YOUR OBJECTIVE -> Can you express the part of the listing that opens with the line containing "For the batch job below, identify every group" and closes with the line containing "234,0,1024,415" as a Markdown table with the columns Row and Line, numbering each line in Row, placing its text in Line, and leaving out blank lines?

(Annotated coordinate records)
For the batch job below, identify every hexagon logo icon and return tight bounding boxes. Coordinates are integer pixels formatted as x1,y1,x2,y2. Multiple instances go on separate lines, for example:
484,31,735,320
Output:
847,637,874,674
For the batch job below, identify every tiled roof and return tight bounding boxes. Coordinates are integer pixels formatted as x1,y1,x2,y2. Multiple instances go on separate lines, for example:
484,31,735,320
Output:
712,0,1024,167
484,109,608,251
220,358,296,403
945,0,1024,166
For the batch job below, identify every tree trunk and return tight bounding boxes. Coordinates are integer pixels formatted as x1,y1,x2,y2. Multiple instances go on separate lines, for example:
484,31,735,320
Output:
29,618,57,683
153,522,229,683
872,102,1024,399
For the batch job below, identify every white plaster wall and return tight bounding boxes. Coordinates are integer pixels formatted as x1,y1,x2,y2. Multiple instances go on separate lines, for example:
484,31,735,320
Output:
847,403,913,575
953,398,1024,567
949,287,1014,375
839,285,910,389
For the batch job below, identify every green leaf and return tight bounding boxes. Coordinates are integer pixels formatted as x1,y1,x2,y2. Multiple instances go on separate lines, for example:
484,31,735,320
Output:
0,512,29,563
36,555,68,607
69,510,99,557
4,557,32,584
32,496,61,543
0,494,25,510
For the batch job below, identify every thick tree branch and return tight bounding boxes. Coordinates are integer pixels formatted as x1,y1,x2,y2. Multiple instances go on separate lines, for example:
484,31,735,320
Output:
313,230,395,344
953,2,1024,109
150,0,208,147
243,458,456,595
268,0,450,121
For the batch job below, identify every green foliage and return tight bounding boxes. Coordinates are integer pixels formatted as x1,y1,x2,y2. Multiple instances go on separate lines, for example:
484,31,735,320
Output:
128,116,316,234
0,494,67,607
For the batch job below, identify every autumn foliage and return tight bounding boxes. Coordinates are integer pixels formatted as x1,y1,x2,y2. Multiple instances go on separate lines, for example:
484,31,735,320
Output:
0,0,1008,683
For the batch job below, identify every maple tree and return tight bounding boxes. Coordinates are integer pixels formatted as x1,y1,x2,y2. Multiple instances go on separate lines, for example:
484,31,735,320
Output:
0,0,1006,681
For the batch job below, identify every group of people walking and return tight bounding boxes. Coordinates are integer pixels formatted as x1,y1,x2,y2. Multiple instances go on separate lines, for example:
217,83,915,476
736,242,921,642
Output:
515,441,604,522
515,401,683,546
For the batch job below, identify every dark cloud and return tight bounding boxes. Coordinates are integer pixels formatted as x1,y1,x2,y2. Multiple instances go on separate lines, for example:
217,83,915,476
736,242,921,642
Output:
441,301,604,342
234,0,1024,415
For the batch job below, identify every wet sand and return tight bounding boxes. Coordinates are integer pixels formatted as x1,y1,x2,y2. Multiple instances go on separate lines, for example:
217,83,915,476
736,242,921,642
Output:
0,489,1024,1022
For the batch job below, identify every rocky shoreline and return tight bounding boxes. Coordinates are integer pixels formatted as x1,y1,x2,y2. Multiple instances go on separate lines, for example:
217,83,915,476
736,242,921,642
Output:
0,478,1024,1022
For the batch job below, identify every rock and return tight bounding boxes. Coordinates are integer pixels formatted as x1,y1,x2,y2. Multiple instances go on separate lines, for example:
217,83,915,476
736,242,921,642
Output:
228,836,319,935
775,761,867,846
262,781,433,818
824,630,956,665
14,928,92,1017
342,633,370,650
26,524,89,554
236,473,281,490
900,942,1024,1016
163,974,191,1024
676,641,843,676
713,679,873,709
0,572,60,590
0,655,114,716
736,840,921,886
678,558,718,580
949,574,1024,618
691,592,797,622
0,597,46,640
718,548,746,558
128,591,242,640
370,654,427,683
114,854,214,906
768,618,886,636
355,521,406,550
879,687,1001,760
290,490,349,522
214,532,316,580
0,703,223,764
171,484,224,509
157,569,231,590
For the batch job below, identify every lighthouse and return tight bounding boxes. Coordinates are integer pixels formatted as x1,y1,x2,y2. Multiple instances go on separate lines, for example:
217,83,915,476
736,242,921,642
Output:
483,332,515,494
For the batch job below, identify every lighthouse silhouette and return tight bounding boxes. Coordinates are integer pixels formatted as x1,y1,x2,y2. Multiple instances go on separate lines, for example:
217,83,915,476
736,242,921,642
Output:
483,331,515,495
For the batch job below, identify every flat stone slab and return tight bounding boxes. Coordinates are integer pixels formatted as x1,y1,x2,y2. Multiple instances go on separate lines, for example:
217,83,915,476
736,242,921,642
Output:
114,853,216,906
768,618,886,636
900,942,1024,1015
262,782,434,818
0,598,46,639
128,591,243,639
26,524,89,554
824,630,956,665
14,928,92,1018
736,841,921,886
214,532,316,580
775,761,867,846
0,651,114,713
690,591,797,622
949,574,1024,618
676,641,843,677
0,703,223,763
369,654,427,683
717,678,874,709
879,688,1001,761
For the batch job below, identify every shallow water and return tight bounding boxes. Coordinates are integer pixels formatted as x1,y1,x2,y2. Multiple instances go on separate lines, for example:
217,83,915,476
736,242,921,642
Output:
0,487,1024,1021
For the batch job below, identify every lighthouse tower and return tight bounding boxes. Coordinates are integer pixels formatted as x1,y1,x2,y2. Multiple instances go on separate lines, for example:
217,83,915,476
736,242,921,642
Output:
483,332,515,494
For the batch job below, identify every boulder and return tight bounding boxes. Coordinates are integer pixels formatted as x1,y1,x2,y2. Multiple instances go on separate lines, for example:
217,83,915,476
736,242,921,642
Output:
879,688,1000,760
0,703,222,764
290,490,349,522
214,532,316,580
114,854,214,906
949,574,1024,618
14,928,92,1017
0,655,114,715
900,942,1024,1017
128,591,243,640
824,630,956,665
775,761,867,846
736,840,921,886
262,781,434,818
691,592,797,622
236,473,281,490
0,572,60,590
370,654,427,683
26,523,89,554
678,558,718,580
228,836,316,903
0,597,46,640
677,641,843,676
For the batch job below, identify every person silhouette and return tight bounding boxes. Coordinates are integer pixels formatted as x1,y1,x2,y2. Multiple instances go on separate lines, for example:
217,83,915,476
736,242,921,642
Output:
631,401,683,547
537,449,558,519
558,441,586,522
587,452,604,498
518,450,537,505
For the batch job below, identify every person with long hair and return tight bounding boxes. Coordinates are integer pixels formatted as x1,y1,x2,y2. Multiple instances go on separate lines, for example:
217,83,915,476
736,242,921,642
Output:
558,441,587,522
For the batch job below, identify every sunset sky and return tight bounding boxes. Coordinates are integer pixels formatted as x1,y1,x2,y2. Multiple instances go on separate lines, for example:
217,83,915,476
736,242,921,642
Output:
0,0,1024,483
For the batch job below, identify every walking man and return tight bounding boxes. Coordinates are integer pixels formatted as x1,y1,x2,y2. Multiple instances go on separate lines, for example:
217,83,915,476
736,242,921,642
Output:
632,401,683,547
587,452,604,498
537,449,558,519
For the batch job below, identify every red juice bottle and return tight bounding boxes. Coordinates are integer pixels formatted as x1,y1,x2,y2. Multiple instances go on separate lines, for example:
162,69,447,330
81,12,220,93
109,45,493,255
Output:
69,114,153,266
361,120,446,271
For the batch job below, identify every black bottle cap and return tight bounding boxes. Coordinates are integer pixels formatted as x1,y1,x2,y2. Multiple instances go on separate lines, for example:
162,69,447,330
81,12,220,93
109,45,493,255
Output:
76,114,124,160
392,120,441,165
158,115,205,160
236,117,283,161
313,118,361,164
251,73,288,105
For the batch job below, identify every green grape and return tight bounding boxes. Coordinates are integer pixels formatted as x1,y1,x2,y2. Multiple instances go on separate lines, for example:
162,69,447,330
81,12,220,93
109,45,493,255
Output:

FINAL RESULT ->
| Row | Line |
|---|---|
| 1 | For the batch job below, identify every group of people walking and return tight bounding boxes. Coordinates are integer pixels formatted as x1,y1,x2,y2. Multiple instances go on separate lines, for example: |
| 2 | 217,83,915,476 |
| 3 | 736,242,921,642 |
| 4 | Output: |
| 5 | 515,441,604,522 |
| 6 | 515,401,683,546 |
| 7 | For the batch job below, identify every dark cloud and return tight bounding boxes. Coordinates are integer pixels formatted as x1,y1,x2,y2. Multiple instances go on separate lines, for example: |
| 8 | 217,83,915,476 |
| 9 | 736,242,921,642 |
| 10 | Output: |
| 11 | 441,301,604,342 |
| 12 | 234,0,1024,415 |